Records for this exercise:
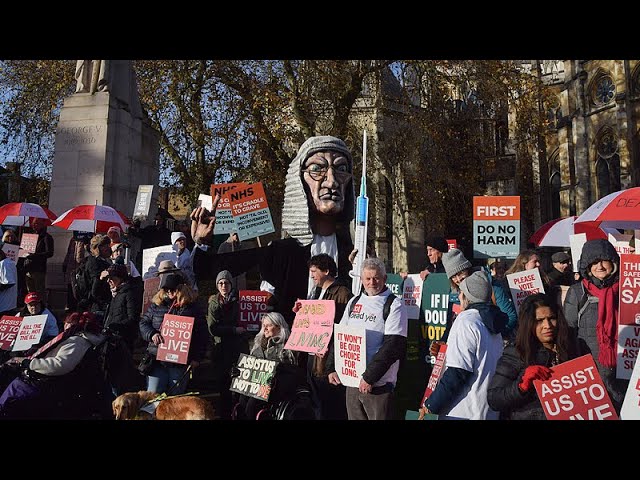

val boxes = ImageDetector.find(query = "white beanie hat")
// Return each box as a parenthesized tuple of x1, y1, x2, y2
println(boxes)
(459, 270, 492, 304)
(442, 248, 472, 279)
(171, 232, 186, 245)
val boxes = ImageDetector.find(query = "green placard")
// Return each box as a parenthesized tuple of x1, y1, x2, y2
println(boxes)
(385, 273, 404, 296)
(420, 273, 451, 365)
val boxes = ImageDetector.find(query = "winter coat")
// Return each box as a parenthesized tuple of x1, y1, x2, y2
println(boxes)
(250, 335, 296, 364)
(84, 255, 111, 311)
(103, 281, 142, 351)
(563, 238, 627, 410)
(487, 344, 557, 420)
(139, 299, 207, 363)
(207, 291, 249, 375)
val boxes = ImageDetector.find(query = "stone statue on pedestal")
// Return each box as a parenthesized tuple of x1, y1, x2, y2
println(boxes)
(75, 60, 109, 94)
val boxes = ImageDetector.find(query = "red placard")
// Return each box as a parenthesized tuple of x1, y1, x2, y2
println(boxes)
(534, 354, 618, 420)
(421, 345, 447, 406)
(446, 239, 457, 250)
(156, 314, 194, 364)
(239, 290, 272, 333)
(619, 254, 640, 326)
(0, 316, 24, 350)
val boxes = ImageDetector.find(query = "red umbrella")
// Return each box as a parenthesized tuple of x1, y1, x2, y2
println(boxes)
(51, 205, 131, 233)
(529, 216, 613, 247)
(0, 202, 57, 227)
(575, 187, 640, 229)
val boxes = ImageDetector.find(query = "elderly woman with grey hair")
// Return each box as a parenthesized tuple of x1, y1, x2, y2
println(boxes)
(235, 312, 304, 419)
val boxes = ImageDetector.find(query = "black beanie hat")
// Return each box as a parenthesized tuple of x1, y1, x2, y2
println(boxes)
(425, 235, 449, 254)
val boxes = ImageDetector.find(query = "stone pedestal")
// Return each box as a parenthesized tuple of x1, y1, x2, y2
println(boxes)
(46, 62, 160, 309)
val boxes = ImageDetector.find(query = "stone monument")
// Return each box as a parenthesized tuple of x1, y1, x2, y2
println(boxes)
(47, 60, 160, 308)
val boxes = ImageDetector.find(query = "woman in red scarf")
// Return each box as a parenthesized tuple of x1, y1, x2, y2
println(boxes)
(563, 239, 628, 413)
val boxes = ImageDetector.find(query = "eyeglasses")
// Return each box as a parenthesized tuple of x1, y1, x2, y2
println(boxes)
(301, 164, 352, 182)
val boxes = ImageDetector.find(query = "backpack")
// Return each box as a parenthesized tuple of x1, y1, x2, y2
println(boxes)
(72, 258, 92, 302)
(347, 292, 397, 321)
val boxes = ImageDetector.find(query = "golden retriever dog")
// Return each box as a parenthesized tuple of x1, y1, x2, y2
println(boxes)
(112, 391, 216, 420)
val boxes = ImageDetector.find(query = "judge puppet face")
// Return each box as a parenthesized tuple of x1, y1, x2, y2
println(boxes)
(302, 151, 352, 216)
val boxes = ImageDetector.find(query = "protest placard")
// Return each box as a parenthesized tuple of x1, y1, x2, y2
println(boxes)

The problem:
Go through the listing and copy each line with the string "placard".

Answer to the problem:
val boxes = ImageDetector.find(query = "green placard")
val boxes = ImageDetector.find(query = "red placard")
val boxes = ImageDetector.find(query = "protest placard")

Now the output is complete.